» DOCUMENT:

┄┄┄┄┄┄

The church wonderfully disempowered herself when we became entertainment driven people. Second, notice that phrase, of the firstborn who are registered in heaven. In the Old Testament, we become familiar with the concept of the blessing of the firstborn. As a matter of fact, in the paragraph just before we're at this evening, he makes mention of Esau. In the blessing of the firstborn, they were entitled to a double portion of the inheritance of their father's possessions upon his death, and that they were given certain privileges and responsibilities.

They were also known as the strength of the household and the pride of the family. And it is here that we are known as the firstborn who are registered in heaven. Well, in the New Testament, specifically in Romans 829, and in Colossians 1 15, we are told that Jesus is the firstborn of God. This is not meaning that Jesus is a created being.

This is simply their means by which they are elevating Christ to be known as the one within whom the richest blessings of heaven belong. And since Jesus is our covenant representative, meaning we belong in him, if you ever go home and read Ephesians or any Paulinian writing, there are 100 to 110 times Paul uses this statement. In him, we dwell in him, we reside in him, we were chosen in him, we have been washed in him. He is our covenant head within whom we rest, we are in him. And because we are in him, meaning we belong to him, we all receive the blessings and benefits as though we ourselves are the firstborn of God. I don't think it ends here though.

┄┄┄┄┄┄

» DATASET EXCERPTS:
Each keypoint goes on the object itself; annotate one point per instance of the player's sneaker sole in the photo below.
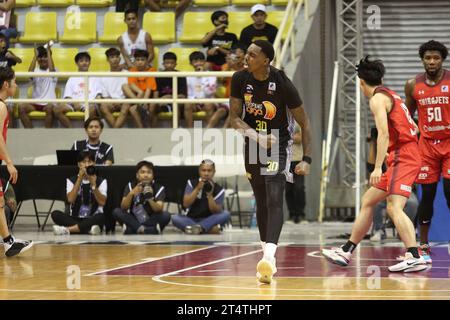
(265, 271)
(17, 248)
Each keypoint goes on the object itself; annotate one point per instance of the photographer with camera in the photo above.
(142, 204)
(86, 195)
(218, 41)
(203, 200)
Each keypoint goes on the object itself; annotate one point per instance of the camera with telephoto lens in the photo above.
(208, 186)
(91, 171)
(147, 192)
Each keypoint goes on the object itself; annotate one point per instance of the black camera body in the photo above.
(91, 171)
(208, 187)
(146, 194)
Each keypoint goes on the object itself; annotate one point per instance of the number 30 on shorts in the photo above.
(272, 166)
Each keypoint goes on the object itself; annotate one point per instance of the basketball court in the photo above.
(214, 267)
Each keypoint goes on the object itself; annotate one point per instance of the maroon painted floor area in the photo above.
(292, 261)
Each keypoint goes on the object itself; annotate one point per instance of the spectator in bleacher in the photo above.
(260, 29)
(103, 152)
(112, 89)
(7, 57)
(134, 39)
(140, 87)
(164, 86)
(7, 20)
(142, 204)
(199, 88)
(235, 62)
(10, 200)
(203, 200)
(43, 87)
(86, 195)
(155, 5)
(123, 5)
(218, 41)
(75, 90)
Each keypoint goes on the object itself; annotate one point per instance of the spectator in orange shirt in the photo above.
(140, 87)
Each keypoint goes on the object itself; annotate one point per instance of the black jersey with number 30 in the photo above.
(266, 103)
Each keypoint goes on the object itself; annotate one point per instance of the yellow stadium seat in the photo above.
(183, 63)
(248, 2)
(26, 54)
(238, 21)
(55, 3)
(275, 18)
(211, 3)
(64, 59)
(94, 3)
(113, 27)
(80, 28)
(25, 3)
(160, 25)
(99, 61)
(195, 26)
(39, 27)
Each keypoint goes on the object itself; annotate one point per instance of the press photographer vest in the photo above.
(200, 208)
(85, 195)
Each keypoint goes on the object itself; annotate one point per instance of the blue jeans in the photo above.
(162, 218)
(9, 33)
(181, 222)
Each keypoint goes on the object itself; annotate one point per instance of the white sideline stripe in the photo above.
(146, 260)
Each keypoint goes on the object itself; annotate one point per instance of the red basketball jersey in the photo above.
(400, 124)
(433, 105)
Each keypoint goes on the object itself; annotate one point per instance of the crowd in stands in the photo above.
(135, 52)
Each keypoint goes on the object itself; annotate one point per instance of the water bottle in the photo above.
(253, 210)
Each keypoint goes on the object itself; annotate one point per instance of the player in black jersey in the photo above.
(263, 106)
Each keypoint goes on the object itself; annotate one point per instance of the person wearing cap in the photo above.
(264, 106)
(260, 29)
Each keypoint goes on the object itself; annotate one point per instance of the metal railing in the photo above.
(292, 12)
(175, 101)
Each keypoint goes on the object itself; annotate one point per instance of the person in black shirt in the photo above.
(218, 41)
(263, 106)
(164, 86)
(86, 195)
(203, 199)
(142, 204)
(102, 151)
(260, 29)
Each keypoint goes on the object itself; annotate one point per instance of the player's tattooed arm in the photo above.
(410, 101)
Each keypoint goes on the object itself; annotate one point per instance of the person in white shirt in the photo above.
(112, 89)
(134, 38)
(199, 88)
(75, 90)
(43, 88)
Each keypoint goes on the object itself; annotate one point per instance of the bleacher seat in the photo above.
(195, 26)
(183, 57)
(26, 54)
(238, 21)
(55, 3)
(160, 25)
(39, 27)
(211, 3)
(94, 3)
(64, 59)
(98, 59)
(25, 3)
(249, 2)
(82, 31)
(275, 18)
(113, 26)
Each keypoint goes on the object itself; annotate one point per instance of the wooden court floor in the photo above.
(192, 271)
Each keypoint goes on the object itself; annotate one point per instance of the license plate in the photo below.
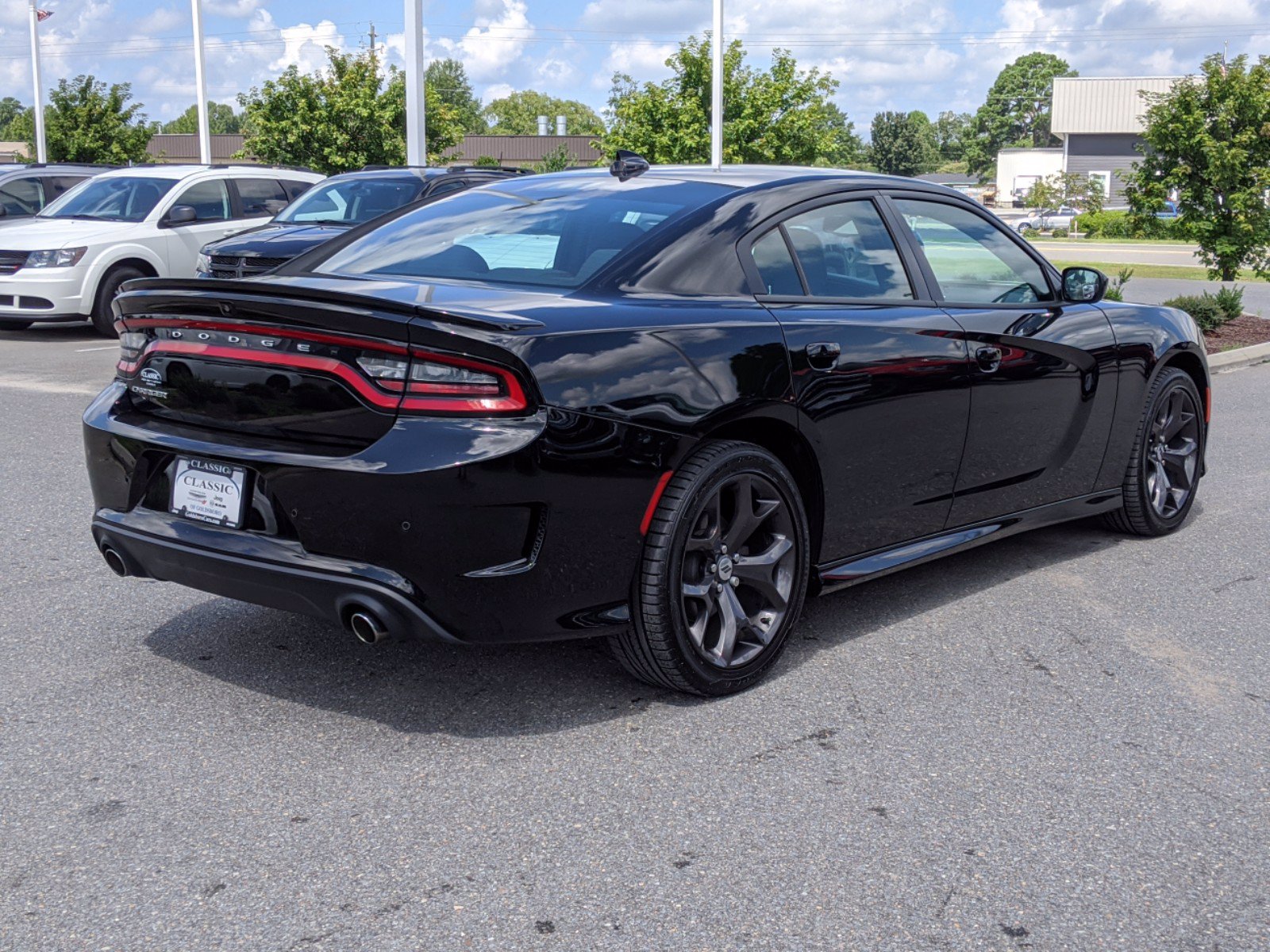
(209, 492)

┄┄┄┄┄┄

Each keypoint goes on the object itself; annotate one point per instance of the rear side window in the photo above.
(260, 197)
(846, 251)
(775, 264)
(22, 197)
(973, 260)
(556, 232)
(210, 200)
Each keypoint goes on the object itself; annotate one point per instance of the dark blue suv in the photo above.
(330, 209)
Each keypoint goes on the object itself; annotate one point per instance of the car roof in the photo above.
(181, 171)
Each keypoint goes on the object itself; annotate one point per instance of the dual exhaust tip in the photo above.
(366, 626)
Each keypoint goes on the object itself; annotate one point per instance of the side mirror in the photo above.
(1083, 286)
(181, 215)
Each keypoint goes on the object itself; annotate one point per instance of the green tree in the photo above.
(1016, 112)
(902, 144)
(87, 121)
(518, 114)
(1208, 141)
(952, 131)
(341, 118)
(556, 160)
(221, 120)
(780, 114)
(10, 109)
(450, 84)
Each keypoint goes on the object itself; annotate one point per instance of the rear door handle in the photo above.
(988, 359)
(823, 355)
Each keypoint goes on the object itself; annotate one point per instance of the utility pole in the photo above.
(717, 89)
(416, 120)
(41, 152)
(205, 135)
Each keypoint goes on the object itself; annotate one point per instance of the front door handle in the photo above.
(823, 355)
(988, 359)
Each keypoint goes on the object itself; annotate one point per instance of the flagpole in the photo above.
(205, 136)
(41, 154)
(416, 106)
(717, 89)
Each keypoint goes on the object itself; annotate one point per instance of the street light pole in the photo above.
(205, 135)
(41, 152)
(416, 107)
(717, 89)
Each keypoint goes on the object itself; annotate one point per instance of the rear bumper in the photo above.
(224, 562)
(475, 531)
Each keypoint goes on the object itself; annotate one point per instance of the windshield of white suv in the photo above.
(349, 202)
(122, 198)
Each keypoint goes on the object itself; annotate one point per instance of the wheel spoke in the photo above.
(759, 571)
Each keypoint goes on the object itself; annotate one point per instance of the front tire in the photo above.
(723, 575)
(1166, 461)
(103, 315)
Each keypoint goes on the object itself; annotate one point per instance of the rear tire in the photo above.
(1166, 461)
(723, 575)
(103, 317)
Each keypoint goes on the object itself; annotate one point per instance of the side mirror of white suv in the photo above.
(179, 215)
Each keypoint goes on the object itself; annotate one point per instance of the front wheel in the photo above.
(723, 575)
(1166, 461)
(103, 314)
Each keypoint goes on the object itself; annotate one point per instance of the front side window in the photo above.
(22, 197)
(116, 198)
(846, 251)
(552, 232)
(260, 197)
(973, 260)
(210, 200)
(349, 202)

┄┄┄┄┄┄

» WRITTEN TASKS:
#1 According to the sermon excerpt, what were the firstborn entitled to upon their father's death?
#2 Reproduce the passage of the sermon excerpt between "This is simply" and "ends here though.", inclusive.

» SOLUTIONS:
#1 A double portion of the inheritance of their father's possessions.

#2
This is simply their means by which they are elevating Christ to be known as the one within whom the richest blessings of heaven belong. And since Jesus is our covenant representative, meaning we belong in him, if you ever go home and read Ephesians or any Paulinian writing, there are 100 to 110 times Paul uses this statement. In him, we dwell in him, we reside in him, we were chosen in him, we have been washed in him. He is our covenant head within whom we rest, we are in him. And because we are in him, meaning we belong to him, we all receive the blessings and benefits as though we ourselves are the firstborn of God. I don't think it ends here though.